# TASK REQUIREMENTS
Your response should be every line from the entries that includes the string "pixels".

Dataset entries:

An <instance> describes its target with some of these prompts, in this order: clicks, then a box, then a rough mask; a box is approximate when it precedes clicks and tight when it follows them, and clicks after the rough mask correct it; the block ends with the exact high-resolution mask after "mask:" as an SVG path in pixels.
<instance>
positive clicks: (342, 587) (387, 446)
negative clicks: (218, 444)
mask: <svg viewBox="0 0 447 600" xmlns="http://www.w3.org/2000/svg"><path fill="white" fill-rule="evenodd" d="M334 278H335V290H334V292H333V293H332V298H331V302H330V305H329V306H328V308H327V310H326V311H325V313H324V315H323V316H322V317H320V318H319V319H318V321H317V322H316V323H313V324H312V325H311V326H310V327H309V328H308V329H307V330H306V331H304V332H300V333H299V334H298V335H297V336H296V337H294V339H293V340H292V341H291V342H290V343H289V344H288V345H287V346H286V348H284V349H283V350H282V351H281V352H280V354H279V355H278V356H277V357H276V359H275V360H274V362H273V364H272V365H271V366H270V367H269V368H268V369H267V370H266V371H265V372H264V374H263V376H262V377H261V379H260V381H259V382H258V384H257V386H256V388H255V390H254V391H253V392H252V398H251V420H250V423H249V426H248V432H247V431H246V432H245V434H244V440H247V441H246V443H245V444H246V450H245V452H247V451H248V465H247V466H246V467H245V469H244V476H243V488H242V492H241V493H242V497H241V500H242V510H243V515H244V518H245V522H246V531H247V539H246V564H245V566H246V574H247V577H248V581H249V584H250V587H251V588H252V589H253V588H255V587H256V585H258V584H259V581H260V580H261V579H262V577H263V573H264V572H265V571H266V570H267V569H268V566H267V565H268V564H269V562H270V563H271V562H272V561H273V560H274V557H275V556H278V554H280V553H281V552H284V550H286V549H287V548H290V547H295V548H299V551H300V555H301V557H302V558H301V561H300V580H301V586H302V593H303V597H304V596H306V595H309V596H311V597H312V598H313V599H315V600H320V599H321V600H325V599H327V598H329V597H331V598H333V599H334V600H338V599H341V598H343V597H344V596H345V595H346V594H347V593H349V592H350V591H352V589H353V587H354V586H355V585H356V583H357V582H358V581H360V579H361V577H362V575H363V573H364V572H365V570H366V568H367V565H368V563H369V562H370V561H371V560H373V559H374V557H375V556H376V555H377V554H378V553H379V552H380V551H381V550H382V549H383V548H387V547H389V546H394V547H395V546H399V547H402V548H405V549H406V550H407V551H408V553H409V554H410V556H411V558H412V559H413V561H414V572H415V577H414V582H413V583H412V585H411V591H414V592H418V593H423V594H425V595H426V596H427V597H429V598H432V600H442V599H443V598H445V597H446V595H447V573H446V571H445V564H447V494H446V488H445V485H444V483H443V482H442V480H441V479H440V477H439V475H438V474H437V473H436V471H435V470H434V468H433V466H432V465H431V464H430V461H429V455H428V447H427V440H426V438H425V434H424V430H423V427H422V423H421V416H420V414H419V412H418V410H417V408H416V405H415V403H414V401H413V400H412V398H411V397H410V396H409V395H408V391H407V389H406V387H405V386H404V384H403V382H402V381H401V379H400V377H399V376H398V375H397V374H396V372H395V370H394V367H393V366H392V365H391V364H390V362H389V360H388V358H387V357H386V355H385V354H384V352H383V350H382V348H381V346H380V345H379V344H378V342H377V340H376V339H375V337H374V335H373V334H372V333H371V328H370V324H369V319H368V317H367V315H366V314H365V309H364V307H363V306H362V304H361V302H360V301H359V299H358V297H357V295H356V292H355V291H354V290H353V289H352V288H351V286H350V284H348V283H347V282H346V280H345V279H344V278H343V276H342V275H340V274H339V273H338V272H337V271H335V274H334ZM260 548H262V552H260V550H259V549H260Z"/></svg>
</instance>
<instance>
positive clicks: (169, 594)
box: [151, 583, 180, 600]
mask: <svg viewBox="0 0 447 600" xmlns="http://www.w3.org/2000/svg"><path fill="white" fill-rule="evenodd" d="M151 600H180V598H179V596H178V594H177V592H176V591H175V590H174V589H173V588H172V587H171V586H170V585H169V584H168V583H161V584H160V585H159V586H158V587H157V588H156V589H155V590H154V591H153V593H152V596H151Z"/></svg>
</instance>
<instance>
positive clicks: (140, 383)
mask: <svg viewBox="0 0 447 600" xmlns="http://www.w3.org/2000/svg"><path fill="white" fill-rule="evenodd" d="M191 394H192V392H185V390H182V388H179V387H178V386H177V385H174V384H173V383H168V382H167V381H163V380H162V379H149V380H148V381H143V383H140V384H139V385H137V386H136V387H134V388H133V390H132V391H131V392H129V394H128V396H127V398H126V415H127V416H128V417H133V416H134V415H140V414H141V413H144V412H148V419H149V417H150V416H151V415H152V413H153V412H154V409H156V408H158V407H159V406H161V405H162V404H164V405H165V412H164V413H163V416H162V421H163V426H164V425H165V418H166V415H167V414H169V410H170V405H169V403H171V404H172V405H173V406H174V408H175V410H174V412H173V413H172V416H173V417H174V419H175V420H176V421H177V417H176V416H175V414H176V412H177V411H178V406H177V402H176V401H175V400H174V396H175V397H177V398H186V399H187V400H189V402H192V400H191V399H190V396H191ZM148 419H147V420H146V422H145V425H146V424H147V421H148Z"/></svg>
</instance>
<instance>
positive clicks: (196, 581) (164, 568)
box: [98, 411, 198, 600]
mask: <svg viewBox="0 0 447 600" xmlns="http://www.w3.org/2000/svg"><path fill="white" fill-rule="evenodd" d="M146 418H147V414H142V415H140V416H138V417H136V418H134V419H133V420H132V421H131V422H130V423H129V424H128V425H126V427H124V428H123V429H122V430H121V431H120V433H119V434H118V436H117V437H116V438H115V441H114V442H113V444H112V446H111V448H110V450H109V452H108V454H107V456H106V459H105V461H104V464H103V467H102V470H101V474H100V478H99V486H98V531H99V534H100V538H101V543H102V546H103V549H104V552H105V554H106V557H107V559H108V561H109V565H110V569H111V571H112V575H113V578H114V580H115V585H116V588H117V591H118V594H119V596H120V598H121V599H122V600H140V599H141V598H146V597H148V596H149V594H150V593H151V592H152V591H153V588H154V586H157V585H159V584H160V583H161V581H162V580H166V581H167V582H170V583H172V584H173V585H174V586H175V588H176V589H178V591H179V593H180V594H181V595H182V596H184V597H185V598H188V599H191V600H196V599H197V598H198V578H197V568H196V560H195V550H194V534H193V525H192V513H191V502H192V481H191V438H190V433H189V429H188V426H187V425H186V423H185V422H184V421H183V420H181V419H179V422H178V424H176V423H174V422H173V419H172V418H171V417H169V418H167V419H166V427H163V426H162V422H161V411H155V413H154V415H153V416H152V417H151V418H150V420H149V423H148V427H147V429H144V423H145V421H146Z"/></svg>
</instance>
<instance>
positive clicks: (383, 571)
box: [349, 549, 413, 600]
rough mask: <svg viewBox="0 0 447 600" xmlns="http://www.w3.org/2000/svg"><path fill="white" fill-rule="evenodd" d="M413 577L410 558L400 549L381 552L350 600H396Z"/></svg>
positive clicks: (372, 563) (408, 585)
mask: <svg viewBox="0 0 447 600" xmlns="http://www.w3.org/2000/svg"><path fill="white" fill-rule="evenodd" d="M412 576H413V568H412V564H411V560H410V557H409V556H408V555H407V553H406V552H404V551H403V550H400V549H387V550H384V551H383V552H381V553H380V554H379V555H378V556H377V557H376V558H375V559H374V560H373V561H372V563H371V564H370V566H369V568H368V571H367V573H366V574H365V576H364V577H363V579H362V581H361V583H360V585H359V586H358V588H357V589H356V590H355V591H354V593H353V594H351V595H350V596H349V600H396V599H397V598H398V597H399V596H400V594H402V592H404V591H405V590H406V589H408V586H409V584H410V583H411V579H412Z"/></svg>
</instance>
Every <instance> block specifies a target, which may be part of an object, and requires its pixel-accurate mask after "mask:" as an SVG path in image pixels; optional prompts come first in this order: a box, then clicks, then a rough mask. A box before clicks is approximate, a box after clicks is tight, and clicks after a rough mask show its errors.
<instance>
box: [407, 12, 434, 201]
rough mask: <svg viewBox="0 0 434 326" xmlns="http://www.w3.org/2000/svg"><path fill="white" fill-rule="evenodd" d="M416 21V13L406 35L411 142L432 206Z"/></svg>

# RESULT
An <instance> describes its target with some of these prompts, in this order: clicks, then a box, then a rough mask; a box is approximate when it precedes clicks and tight when it follows them, and clicks after the rough mask correct it; the block ends with the exact high-resolution mask after "mask:" as an SVG path in pixels.
Every <instance> block specifies a target, which may be part of an object, and requires its pixel-accurate mask after "mask:" as an SVG path in image pixels; optional prompts come first in this order: a box, then clicks, then a rough mask. A box before clicks is approximate, a box after clicks is tight, and clicks after a rough mask show its errors.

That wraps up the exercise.